Collected data:

-.-.-

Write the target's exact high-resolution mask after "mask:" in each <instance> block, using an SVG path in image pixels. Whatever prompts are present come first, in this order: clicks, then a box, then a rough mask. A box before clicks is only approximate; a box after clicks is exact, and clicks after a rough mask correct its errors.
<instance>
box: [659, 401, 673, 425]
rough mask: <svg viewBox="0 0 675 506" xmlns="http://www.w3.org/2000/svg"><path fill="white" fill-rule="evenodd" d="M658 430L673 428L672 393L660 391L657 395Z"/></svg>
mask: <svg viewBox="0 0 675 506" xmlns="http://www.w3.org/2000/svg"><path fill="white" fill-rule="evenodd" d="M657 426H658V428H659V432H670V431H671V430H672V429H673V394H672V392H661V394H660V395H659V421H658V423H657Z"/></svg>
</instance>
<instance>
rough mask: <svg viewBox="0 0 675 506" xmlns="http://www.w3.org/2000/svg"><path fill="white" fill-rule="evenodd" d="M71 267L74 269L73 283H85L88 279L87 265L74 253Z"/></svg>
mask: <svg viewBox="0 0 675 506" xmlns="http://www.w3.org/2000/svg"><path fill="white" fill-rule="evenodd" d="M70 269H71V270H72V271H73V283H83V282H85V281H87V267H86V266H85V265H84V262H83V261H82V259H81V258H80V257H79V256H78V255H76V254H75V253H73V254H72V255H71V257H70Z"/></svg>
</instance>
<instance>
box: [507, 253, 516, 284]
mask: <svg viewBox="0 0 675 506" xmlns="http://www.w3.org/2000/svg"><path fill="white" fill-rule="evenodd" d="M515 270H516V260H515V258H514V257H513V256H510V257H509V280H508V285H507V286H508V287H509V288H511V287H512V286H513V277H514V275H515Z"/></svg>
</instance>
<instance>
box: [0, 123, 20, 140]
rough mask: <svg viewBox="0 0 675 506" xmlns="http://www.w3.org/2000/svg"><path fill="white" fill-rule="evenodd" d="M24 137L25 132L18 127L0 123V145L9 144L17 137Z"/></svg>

-.-.-

[Task goal]
Write the entries out once more, exactly as they appear.

[Result of this task]
Write the target's exact high-resolution mask after "mask:" in each <instance> block, using an SVG path in image pixels. Whatever prompts are present come first, in this order: clicks, then a box, then a rough mask. A box before clicks is only approximate; a box after clicks is exact, and clicks after a rough mask correct its errors.
<instance>
box: [659, 401, 673, 425]
rough mask: <svg viewBox="0 0 675 506" xmlns="http://www.w3.org/2000/svg"><path fill="white" fill-rule="evenodd" d="M658 430L673 428L672 393L660 391L657 395Z"/></svg>
mask: <svg viewBox="0 0 675 506" xmlns="http://www.w3.org/2000/svg"><path fill="white" fill-rule="evenodd" d="M657 426H658V428H659V432H670V431H671V430H672V429H673V394H672V392H661V394H660V395H659V421H658V423H657Z"/></svg>
</instance>
<instance>
rough mask: <svg viewBox="0 0 675 506" xmlns="http://www.w3.org/2000/svg"><path fill="white" fill-rule="evenodd" d="M71 267L74 269L73 283H85L88 279L87 265L74 253Z"/></svg>
mask: <svg viewBox="0 0 675 506" xmlns="http://www.w3.org/2000/svg"><path fill="white" fill-rule="evenodd" d="M70 269H71V270H72V271H73V283H83V282H85V281H87V267H86V266H85V265H84V262H83V261H82V259H81V258H80V257H79V256H78V255H76V254H75V253H73V254H72V255H71V257H70Z"/></svg>
</instance>
<instance>
box: [507, 253, 516, 284]
mask: <svg viewBox="0 0 675 506" xmlns="http://www.w3.org/2000/svg"><path fill="white" fill-rule="evenodd" d="M515 270H516V260H515V258H514V257H513V256H510V257H509V280H508V285H507V286H508V287H509V288H511V287H512V286H513V277H514V275H515Z"/></svg>
</instance>
<instance>
box: [0, 123, 20, 140]
rough mask: <svg viewBox="0 0 675 506" xmlns="http://www.w3.org/2000/svg"><path fill="white" fill-rule="evenodd" d="M24 137L25 132L18 127L0 123V145L9 144L17 137Z"/></svg>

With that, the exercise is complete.